* start Exercise data *

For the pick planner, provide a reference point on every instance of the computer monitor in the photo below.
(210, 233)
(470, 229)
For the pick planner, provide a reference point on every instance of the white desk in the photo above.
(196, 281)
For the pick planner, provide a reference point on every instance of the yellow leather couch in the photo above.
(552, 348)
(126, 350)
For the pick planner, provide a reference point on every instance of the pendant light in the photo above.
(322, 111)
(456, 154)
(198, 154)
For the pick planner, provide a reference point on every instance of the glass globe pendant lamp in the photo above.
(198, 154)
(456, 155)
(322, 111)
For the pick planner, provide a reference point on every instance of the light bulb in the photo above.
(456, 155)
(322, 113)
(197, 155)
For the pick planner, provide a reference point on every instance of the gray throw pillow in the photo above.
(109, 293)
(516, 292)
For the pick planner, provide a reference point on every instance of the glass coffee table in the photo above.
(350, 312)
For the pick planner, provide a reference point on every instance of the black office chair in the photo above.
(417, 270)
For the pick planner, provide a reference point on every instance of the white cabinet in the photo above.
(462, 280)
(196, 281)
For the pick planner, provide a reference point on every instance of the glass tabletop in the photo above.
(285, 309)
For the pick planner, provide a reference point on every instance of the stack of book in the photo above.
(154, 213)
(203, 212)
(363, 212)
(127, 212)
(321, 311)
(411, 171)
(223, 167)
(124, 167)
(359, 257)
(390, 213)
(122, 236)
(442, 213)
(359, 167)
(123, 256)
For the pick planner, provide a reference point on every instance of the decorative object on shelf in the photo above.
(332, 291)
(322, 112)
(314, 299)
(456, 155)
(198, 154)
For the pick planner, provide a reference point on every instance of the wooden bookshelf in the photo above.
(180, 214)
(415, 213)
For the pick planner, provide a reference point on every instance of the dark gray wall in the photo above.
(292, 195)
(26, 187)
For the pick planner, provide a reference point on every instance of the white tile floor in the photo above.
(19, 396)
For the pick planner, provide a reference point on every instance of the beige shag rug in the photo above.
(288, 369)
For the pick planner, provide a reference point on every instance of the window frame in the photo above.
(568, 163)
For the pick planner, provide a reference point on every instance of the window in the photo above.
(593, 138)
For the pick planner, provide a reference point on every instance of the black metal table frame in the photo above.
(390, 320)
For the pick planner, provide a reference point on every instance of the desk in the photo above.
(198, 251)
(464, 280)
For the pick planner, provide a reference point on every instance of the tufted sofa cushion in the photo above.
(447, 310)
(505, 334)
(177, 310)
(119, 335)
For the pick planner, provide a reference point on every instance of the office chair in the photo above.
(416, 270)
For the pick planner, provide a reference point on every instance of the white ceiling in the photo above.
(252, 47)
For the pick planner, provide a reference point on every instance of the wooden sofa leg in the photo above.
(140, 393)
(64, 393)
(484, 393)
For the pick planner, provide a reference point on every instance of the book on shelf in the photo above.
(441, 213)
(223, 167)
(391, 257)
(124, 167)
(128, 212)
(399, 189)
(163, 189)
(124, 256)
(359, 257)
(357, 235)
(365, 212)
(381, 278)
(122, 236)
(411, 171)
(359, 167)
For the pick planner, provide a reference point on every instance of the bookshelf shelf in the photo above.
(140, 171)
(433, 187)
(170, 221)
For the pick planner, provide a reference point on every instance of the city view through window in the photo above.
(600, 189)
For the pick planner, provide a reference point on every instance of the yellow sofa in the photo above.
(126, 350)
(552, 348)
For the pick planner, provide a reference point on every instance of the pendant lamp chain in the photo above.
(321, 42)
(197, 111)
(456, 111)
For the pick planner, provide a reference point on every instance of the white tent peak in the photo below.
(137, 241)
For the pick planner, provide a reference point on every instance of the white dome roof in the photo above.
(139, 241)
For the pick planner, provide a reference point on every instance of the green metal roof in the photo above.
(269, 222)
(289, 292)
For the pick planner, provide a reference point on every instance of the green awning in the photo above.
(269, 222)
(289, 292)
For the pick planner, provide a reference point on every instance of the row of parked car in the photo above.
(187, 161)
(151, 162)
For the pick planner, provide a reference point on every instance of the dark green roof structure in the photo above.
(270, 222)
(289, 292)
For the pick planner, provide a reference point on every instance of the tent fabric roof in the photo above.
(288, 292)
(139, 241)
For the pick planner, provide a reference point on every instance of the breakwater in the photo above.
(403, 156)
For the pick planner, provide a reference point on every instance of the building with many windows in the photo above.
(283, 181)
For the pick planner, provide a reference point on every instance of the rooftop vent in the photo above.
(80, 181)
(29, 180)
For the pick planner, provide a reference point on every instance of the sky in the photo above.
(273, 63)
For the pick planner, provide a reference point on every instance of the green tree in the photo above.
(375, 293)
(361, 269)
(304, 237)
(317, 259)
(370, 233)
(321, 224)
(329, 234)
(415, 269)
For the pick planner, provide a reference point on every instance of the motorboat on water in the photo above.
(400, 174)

* end Exercise data *
* start Exercise data *

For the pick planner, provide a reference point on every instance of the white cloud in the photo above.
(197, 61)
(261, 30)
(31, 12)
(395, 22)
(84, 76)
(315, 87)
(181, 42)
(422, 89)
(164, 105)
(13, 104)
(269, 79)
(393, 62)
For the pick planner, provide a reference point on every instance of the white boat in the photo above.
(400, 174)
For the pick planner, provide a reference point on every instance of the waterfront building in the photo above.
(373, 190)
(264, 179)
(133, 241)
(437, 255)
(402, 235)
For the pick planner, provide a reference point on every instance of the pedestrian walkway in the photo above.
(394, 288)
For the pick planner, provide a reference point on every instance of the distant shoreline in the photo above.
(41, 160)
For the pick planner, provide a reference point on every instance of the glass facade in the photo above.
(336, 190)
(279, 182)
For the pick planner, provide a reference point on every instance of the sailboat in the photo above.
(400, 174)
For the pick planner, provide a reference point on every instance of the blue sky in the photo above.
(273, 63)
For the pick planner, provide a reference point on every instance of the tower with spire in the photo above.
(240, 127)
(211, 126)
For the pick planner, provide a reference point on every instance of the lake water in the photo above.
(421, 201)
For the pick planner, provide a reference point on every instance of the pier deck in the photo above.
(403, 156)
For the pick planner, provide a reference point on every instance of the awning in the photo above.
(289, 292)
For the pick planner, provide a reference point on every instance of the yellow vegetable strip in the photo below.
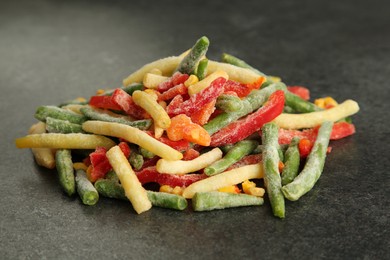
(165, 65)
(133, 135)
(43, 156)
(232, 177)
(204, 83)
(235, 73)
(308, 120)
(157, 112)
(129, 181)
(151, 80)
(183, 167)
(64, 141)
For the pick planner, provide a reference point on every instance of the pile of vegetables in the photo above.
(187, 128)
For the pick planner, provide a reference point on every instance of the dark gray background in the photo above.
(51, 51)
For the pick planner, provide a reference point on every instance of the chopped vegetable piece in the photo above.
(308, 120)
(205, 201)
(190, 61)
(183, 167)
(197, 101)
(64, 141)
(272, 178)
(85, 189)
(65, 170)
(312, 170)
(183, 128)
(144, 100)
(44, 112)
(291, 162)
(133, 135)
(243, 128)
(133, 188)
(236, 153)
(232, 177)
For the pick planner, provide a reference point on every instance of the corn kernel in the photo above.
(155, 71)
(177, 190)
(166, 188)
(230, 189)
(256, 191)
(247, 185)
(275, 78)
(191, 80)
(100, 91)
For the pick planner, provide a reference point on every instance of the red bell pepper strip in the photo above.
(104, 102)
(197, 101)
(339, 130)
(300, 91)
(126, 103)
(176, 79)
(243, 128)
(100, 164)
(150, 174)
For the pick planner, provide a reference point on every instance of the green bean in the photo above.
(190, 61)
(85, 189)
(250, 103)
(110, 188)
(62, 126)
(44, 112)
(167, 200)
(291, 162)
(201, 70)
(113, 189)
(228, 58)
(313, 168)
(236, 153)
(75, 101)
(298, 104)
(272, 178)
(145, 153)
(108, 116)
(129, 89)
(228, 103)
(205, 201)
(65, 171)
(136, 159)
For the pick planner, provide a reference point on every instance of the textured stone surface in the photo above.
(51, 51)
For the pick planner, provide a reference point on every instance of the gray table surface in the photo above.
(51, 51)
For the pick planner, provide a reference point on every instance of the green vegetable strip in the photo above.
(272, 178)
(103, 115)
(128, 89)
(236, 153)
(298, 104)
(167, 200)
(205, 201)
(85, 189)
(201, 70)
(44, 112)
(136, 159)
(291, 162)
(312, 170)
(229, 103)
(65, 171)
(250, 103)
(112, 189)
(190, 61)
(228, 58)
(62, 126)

* end Exercise data *

* Given exercise: Pick out every line in the entries above that contains the word "wooden", and copy each one.

* Response below:
For the pick planner, provide a reference point on every instance of the wooden bookshelf in the photo above.
For the pick planner, provide a reference point on every instance of the wooden sofa leg in the photo above.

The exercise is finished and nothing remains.